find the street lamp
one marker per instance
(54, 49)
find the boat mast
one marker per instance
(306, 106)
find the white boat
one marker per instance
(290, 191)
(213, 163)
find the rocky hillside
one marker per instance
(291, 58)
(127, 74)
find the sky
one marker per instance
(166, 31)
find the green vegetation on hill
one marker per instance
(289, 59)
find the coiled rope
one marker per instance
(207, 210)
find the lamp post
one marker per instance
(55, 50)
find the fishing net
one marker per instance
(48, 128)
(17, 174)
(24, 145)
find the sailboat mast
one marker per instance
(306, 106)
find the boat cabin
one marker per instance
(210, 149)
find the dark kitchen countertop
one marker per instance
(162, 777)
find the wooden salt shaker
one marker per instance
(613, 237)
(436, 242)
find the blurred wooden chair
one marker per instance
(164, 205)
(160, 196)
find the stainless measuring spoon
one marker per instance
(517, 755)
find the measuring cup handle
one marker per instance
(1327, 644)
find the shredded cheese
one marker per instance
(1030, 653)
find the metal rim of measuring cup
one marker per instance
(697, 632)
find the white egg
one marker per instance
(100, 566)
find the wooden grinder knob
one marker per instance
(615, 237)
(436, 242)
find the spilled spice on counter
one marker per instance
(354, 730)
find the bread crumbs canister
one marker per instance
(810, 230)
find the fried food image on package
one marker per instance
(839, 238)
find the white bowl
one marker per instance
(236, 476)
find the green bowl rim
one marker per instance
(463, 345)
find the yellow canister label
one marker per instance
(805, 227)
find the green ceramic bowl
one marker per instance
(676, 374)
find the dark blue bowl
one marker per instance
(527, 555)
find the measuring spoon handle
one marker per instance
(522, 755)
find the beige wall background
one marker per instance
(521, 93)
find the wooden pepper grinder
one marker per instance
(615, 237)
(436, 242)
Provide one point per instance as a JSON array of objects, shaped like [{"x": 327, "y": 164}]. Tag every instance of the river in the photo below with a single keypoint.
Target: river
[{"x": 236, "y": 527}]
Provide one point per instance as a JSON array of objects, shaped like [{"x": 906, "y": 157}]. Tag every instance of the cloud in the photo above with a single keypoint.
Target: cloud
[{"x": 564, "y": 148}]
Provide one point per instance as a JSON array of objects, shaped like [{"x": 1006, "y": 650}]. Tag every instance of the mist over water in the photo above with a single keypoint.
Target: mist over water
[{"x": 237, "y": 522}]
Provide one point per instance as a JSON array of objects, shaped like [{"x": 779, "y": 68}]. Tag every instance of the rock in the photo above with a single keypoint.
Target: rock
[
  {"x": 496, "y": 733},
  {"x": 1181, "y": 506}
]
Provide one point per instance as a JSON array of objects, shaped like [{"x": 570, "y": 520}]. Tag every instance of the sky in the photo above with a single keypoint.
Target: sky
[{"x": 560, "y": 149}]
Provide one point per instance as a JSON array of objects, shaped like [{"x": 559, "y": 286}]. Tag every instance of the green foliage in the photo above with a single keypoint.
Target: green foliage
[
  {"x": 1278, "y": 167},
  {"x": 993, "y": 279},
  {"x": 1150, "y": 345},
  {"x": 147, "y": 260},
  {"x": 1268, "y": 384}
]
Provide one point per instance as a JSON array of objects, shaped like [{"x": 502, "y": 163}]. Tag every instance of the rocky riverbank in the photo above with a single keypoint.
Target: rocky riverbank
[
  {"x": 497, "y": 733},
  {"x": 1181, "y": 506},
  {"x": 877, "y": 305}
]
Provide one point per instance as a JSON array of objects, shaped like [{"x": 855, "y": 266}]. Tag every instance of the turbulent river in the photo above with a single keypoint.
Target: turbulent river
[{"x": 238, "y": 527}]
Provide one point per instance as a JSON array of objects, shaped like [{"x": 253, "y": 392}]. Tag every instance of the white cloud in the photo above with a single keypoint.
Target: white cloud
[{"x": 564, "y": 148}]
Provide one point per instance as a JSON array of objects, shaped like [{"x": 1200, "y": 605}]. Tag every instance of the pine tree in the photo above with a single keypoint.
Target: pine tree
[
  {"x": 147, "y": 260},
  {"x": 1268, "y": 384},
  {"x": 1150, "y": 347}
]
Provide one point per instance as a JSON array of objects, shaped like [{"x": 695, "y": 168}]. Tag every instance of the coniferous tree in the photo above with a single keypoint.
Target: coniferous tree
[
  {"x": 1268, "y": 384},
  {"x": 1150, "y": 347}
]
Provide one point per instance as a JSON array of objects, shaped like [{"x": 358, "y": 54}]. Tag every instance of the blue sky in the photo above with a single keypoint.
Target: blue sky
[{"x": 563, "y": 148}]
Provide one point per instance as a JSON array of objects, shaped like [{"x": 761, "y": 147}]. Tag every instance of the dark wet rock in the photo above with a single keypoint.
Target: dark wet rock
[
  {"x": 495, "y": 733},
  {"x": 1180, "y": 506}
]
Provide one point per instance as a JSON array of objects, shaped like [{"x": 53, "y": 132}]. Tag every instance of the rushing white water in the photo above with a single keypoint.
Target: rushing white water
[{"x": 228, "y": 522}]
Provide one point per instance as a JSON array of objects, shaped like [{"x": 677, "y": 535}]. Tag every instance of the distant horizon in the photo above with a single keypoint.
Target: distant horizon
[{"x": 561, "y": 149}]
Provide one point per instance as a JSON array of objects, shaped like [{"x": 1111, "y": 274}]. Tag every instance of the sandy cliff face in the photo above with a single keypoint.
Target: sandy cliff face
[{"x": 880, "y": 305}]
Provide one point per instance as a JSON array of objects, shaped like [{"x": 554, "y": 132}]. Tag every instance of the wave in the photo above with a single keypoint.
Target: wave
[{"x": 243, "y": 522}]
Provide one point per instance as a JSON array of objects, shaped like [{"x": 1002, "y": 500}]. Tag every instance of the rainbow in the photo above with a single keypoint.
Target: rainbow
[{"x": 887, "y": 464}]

WHAT TO PRODUCE -
Print all of the rows above again, line for line and without changing anything.

THE OUTPUT -
find the street lamp
one marker per instance
(54, 49)
find the boat mast
one marker per instance
(306, 106)
find the white boat
one marker per instance
(290, 191)
(213, 163)
find the rocky hillside
one marker per instance
(291, 58)
(127, 74)
find the sky
one marker per instance
(166, 31)
find the green vegetation on hill
one marker per instance
(289, 59)
find the coiled rope
one marker per instance
(207, 210)
find the lamp post
one marker per instance
(55, 50)
find the fishing net
one marker per instance
(48, 128)
(17, 174)
(24, 145)
find the sailboat mast
one marker per instance
(306, 106)
find the boat cabin
one marker per instance
(210, 149)
find the dark kitchen countertop
one marker per instance
(162, 777)
find the wooden salt shaker
one marker per instance
(613, 237)
(436, 242)
find the blurred wooden chair
one marker per instance
(164, 205)
(160, 196)
find the stainless measuring spoon
one marker per instance
(517, 755)
find the measuring cup handle
one marker per instance
(1327, 644)
find the shredded cheese
one marker per instance
(1030, 653)
find the metal rim of measuring cup
one marker per instance
(697, 632)
find the white egg
one marker per instance
(100, 566)
find the wooden grinder knob
one marker per instance
(615, 237)
(436, 242)
find the spilled spice on counter
one marker per instance
(354, 730)
find the bread crumbs canister
one marker per instance
(810, 230)
find the fried food image on package
one marker per instance
(839, 238)
find the white bowl
one marker per instance
(236, 476)
find the green bowl rim
one marker per instance
(463, 345)
find the yellow canister label
one marker per instance
(805, 227)
find the green ceramic bowl
one marker per instance
(676, 374)
find the dark blue bowl
one marker per instance
(527, 555)
find the measuring spoon handle
one marker per instance
(522, 755)
find the beige wall background
one marker per instance
(521, 93)
find the wooden pepper grinder
one marker per instance
(615, 237)
(436, 242)
Provide one point per instance as a JSON array of objects, shaped like [{"x": 327, "y": 164}]. Tag every instance of the river in the photo below with a single keypoint.
Target: river
[{"x": 236, "y": 527}]
Provide one point per instance as a JSON array of objects, shaped like [{"x": 906, "y": 157}]. Tag every instance of the cloud in the photo above with a single keypoint.
Target: cloud
[{"x": 564, "y": 148}]
Provide one point per instance as a JSON array of objects, shaped like [{"x": 1006, "y": 650}]. Tag every instance of the mist over water in the photo above with a single keypoint.
Target: mist over water
[{"x": 237, "y": 522}]
Provide one point per instance as a JSON array of objects, shaped like [{"x": 779, "y": 68}]. Tag every instance of the rock in the photo above with a single keypoint.
Target: rock
[
  {"x": 496, "y": 733},
  {"x": 1181, "y": 506}
]
Provide one point per instance as a JSON array of objects, shaped like [{"x": 570, "y": 520}]. Tag every instance of the sky in the photo above with a single keypoint.
Target: sky
[{"x": 560, "y": 149}]
Provide one point per instance as a JSON array of objects, shaped like [{"x": 559, "y": 286}]. Tag every instance of the green foliage in the photo above with a single keypoint.
Target: green foliage
[
  {"x": 1278, "y": 167},
  {"x": 993, "y": 279},
  {"x": 1150, "y": 345},
  {"x": 147, "y": 260},
  {"x": 1268, "y": 384}
]
Provide one point per instance as a JSON array of objects, shaped like [{"x": 502, "y": 163}]. Tag every instance of the rocky riverbank in the photo above with a single keypoint.
Target: rocky riverbank
[
  {"x": 497, "y": 733},
  {"x": 1181, "y": 506},
  {"x": 877, "y": 305}
]
Provide one point per instance as a JSON array of objects, shaped like [{"x": 855, "y": 266}]. Tag every instance of the turbulent river in the photo above with a single keypoint.
Target: turbulent river
[{"x": 238, "y": 527}]
Provide one point per instance as a JSON array of objects, shaped like [{"x": 253, "y": 392}]. Tag every instance of the white cloud in the photo above with a single keypoint.
Target: white cloud
[{"x": 564, "y": 148}]
Provide one point per instance as a JSON array of objects, shaped like [{"x": 1200, "y": 605}]. Tag every instance of the pine tree in the photo above with a single keypoint.
Target: pine tree
[
  {"x": 147, "y": 260},
  {"x": 1268, "y": 384},
  {"x": 1150, "y": 347}
]
Provide one point per instance as a JSON array of objects, shaped like [{"x": 695, "y": 168}]. Tag every instance of the coniferous tree in the photo above with a single keypoint.
Target: coniferous tree
[
  {"x": 1268, "y": 384},
  {"x": 1150, "y": 347}
]
Provide one point per instance as a JSON array of objects, shaped like [{"x": 358, "y": 54}]. Tag every instance of the blue sky in the photo above with a single keypoint.
Target: blue sky
[{"x": 563, "y": 148}]
Provide one point per instance as a JSON array of objects, shaped like [{"x": 761, "y": 147}]. Tag every instance of the dark wet rock in the photo above with a single keypoint.
Target: dark wet rock
[
  {"x": 495, "y": 733},
  {"x": 1180, "y": 506}
]
Provide one point per instance as a JSON array of objects, shaped like [{"x": 53, "y": 132}]. Tag every instance of the rushing white water in the photo above with a single keypoint.
Target: rushing white water
[{"x": 228, "y": 522}]
Provide one point per instance as a JSON array of objects, shaped like [{"x": 677, "y": 535}]. Tag every instance of the distant horizon in the photo above with a single keypoint.
Target: distant horizon
[{"x": 561, "y": 149}]
Provide one point per instance as a JSON array of objects, shaped like [{"x": 1111, "y": 274}]. Tag every instance of the sandy cliff face in the photo above with a single keypoint.
Target: sandy cliff face
[{"x": 880, "y": 305}]
Provide one point per instance as a JSON array of objects, shaped like [{"x": 554, "y": 132}]. Tag every instance of the wave in the photo above with a single keypoint.
Target: wave
[{"x": 243, "y": 522}]
Provide one point per instance as a JSON array of objects, shaped like [{"x": 1002, "y": 500}]. Tag every instance of the rainbow in the photo above with a single keypoint.
Target: rainbow
[{"x": 887, "y": 464}]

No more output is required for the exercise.